====== Data records

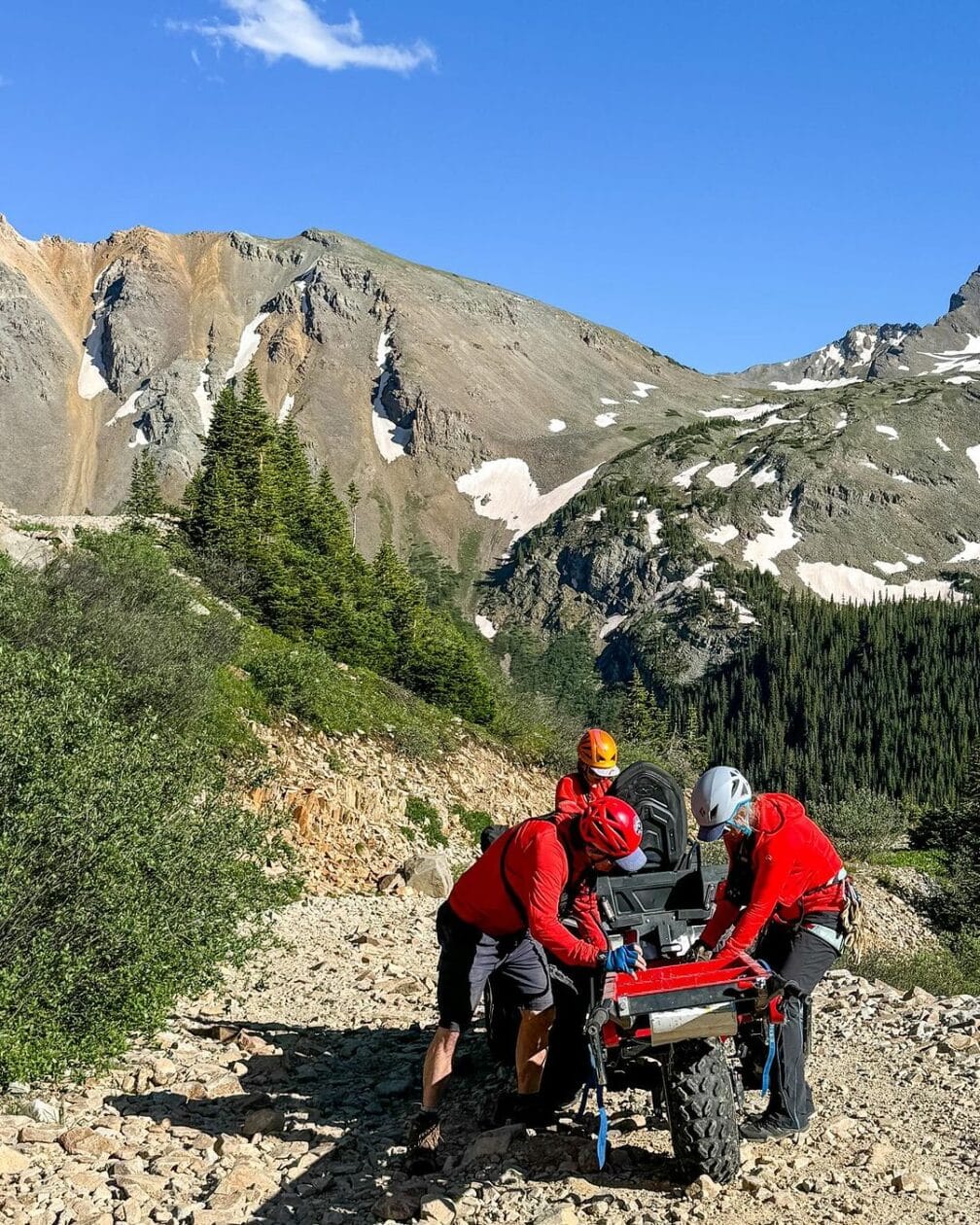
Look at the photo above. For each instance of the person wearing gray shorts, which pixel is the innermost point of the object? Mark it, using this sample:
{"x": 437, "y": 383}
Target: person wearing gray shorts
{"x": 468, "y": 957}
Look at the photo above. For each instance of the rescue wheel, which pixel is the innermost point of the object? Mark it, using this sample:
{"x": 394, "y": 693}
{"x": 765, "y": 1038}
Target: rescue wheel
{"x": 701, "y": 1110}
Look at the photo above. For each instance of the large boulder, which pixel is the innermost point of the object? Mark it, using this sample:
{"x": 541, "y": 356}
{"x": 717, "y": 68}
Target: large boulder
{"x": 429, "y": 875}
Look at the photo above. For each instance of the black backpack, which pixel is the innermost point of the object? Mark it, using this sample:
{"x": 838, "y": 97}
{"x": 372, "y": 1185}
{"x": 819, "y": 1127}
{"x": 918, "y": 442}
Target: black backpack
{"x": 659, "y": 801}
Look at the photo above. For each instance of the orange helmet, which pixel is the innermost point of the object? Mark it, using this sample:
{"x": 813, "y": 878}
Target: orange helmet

============

- [Task statement] Write out all of the material again, requests included, multiplying every x and y coordinate in the answers by 1.05 and rounding to whole numbers with halves rounded up, while the sample coordinates in the requests stay as they are. Leave the picture out.

- [Full response]
Look at the photo above. For each instance of the person wearing gray shorts, which pixel is the innermost point of the object? Mark it, using this sample:
{"x": 437, "y": 383}
Target: person wearing gray shorts
{"x": 491, "y": 1005}
Look at the photo above. For each instance of the rescue wheel, which pixel is the innermost point of the object? Mark it, using this sample:
{"x": 394, "y": 693}
{"x": 765, "y": 1038}
Target: rescue wheel
{"x": 736, "y": 1166}
Look at the photo above. For each instance of the large boulder, which pixel is the innermost point of the object? Mark it, using this sample:
{"x": 541, "y": 356}
{"x": 717, "y": 68}
Target: large boulder
{"x": 450, "y": 919}
Look at the photo above. For each instance of the black backpack, which pixel is the innermost point of the object? Mark it, using this sample:
{"x": 838, "y": 97}
{"x": 372, "y": 1185}
{"x": 819, "y": 1127}
{"x": 918, "y": 442}
Target: black backpack
{"x": 692, "y": 841}
Look at the photo above. For each instance of the orange helmet, which pixel is the innermost point of the object? Mark it, using this sample:
{"x": 813, "y": 878}
Target: orange helmet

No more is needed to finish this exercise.